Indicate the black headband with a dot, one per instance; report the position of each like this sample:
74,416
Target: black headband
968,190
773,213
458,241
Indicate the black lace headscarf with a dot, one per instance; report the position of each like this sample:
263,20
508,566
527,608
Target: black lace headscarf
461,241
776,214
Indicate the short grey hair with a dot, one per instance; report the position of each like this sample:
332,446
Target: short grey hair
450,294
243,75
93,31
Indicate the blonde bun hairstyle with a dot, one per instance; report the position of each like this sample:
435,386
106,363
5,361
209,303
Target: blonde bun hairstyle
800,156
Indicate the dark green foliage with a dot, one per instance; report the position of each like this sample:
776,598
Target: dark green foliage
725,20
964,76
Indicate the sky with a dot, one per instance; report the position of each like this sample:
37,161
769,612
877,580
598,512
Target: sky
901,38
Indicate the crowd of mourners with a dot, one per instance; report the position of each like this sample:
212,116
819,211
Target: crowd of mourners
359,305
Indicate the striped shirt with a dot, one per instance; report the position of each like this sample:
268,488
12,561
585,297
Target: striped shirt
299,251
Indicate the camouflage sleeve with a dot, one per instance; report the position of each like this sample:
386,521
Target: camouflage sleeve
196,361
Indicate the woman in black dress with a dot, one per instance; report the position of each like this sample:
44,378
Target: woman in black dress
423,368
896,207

• EXERCISE PROMPT:
Transcribe the material above in its entirety. Match it exactly.

• ANSWER IN FULL:
Indicate the black headband with a dot, one per instance; report the position of each like this sample:
74,416
Target: black headband
968,190
773,213
458,241
Indicate the black lace headscarf with a dot, one per instance; report the position of each like this sample:
263,20
508,566
527,608
Target: black lace headscarf
461,241
776,214
Indicate the short grey hair with a dot, one per instance; report the position of each like this sample:
332,446
Target: short grey hair
450,294
243,75
93,31
Indicate the blonde bun hairstyle with a dot, one per instance; report the position of each like this sample:
435,386
106,363
5,361
209,303
Target: blonde bun hairstyle
800,156
Indicate the dark green foliage with a dot, one per instance; report the position of each like this sample:
776,598
Target: dark green foliage
725,20
964,76
Indicate the sky with a dot, one per instance; report the position of each like this sample:
37,161
769,612
877,580
598,512
Target: sky
901,38
Indicate the crowd of mourners with a dot, one per instance; report the position of each like this sample:
212,116
819,211
Target: crowd of mourners
359,305
Indicate the striped shirt with a dot, one per instance; report the position of each like this sample:
268,488
12,561
585,297
Target: striped shirt
299,251
Indicate the camouflage sleeve with a dot, one per instance; report the position of each like this sample:
386,521
Target: camouflage sleeve
196,361
Indicate the woman in black dress with a dot, one per instance; report the position of each like this sample:
44,378
Target: woman in black dress
423,368
896,207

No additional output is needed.